> **Work required**
Rewrite the data below with every instance of "perception module" swapped for "vision system", changing nothing else. Omit the pictures from your answer.

> **Raw data**
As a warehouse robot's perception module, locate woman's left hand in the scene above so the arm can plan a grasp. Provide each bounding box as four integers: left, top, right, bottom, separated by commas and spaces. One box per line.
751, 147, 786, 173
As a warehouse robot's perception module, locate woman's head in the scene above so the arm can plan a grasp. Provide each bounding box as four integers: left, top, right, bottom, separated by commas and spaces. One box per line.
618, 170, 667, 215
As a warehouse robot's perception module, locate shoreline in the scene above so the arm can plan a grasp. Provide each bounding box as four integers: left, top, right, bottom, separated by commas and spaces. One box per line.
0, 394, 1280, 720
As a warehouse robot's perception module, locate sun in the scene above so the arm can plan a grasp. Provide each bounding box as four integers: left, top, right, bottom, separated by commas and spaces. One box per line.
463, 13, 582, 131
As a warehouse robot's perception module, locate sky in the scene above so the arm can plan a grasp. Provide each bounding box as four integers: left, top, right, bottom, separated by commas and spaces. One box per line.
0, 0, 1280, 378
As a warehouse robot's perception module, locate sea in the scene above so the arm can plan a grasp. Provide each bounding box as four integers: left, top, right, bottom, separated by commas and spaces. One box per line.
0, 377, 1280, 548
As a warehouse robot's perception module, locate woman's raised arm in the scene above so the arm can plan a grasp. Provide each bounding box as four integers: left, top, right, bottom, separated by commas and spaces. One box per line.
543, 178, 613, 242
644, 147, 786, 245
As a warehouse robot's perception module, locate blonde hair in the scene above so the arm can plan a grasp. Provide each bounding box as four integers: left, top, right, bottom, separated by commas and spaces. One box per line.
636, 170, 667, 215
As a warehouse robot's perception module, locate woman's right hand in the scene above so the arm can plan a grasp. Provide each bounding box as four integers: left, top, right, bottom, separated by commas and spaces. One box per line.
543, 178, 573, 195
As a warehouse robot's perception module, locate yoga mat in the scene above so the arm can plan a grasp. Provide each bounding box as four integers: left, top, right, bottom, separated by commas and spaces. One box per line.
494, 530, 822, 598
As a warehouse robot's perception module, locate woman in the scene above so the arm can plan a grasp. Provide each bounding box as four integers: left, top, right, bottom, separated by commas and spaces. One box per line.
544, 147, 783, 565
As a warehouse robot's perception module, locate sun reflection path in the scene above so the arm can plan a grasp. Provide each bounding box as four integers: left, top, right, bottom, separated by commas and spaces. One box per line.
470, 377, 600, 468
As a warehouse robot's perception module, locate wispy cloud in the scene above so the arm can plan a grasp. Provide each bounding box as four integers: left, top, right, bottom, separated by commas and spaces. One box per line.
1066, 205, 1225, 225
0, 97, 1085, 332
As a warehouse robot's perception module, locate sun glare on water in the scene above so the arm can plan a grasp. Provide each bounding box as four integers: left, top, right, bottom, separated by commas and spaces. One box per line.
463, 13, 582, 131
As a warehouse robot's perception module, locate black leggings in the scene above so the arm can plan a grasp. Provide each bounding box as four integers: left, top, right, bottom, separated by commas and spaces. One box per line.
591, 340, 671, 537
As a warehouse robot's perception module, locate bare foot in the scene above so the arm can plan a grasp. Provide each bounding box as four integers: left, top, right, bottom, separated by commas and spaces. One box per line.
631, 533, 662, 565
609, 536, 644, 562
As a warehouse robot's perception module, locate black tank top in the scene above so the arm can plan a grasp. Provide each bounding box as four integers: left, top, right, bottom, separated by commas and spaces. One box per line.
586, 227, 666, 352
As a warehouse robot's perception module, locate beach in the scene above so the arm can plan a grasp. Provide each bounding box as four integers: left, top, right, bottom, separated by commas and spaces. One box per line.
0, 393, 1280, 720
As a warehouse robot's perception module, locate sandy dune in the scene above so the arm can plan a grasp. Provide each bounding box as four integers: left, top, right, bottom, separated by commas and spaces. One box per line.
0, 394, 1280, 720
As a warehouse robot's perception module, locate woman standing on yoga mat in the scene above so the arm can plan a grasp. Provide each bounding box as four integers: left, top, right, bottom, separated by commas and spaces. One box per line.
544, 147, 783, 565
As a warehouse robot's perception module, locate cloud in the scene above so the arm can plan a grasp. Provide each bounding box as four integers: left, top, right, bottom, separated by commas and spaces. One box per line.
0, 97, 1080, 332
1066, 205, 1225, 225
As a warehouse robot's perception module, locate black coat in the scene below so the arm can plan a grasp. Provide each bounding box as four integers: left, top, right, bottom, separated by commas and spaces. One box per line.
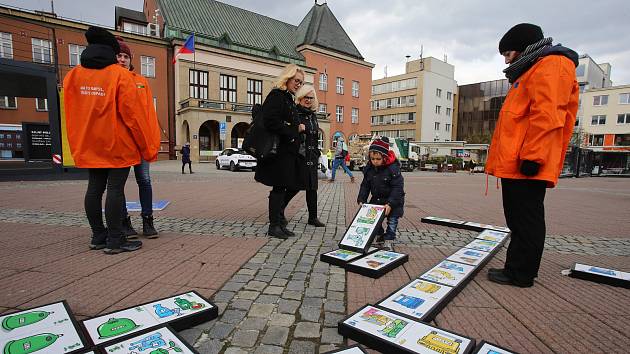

> **Response to the exercise**
As a warehouse robot's vision system, locate woman's left hand in the scene above so the arm can plan a grasp. Provide each bounding box as four integers: left, top, right, bottom, separated by commas and spaces. One box per line.
751, 147, 786, 173
As a warehouse robot's vision system, locate woman's head in the scene above so the arm can plan a grasp. Provide each bounding box as four integers: left, top, right, bottom, separated by commas and spaces. One box per line.
618, 170, 667, 215
As a warehouse robot's vision system, locate shoreline in the scene above so the arm can plan a grasp. Provide each bounding box as four integers: left, top, right, bottom, separated by commas and spaces. One box per line.
0, 394, 1280, 720
As a warehouse robot's vision system, locate sun in the scene above so the arm can plan a grasp. Provide each bounding box as four integers: left, top, right, bottom, separated by commas and spaces. One box per line.
463, 13, 582, 131
As a warehouse robot's vision system, locate sky in the scene above so the arm can plan a grasp. Provide each bounding box as four integers: left, top, right, bottom, separated by commas and spaces. One box per line.
0, 0, 1280, 378
As a warehouse robot's vision system, locate sea in the scene above so the arm can plan a grasp. Provide each bounding box as four integers: left, top, right, bottom, separated by commas and spaces. One box per line.
0, 377, 1280, 548
As a warehouse robot's vision system, locate woman's raised arm in the scene above so the arm can plan a grasp. Provide each bounding box as four integers: left, top, right, bottom, separated by commas and spaces. One box per line.
543, 178, 613, 242
644, 147, 786, 245
As a warehouse robot's vision system, locate blonde hair in the scene above so the arm can plan a grasp. Provide each bounding box as four integers: left, top, right, bottom, separated by commas and spaces. One box per line.
636, 170, 667, 215
As a warehouse robot's vision system, locate woman's right hand in the scene above so the arm can plan a grasp. Provide each bounding box as four integers: left, top, right, bottom, separated by commas and spaces. One box per line.
543, 178, 573, 195
As a warehouse robot's vision system, locate yoga mat in the scene above so the arm can plan a grasp. Provide each bounding box as four integers: left, top, right, bottom, separated by commas and spaces. One box per line.
494, 530, 822, 598
As a warehouse robot's vision system, locate woman in the scene above so the arm can plan a grasp. Provide each bounding box as four integers: left, top, right, bottom, separated by commas and spaces. One box per line.
544, 147, 783, 565
As a warehouse robot's vision system, locate sun reflection path in the scene above so the arm can plan a grasp. Provide each bounding box as four integers: left, top, right, bottom, separated by commas and spaces. One box per line.
470, 377, 600, 468
As a warehouse robot's vision system, locate wispy cloud in the scene above so the arm can plan a grasp. Provide each bounding box as four integers: left, top, right, bottom, separated by commas and spaces. One box per line.
1066, 205, 1225, 225
0, 97, 1085, 332
As a warehouse robot's vision system, locate sun glare on water in the scene above so the arm can plan a grasp. Provide each bounding box as four integers: left, top, right, bottom, separated by commas and spaces. One box per line.
463, 13, 582, 131
As a warehouse robot's vision system, locate black leggings in the scene above so the arm can plan a grasp. Provide each bounding box as four integers: left, top, right, bottom, separated by commas and spaces. One box per line.
591, 340, 671, 537
As a warehouse robot's vision system, locate bare foot in the scene above so the arm can plan a grasp. Provide each bounding box as four integers: left, top, right, bottom, separated by commas and spaces. One box per line.
631, 533, 662, 565
609, 536, 644, 562
As a warehouse robot's vision system, locate black tank top in the scene above so the arm can plan a grasp. Provide each bounding box as four integers: left, top, right, bottom, separated by commas and spaces. One box per line.
586, 227, 666, 352
As a warehouse robot's vision system, locate beach in the scene above so the arm can plan a grasp. Provide each bounding box as four integers: left, top, right, bottom, separated by commas and spaces. One box per line.
0, 393, 1280, 720
As a warehouse robot's vision system, locate sandy dune in the scene above so the arm can plan a grasp. Provide each bounding box as four integers: left, top, right, bottom, separated by commas and spaces. One box per line.
0, 394, 1280, 720
As a warehouse robot's vision system, locate woman standing on yoga mat in the scene above so the arm can plan a grasp. Provide each bounding box as four integers: left, top, right, bottom, separated by commas and spaces. One box per line.
544, 147, 783, 565
As a warehouse robot's vision system, locate cloud in the scene above so the arm can plan a grasp. Provide each bounding box as four integers: left, top, right, bottom, separated by commas and spaces. One box per line.
0, 97, 1080, 332
1066, 205, 1225, 225
As a warehouse robot's vision system, locate black coat in the scene below so the arm can plan a grasp. Provide each bounding box as four integers: left, top, right, bottom, separated by commas and spaces. One box per line.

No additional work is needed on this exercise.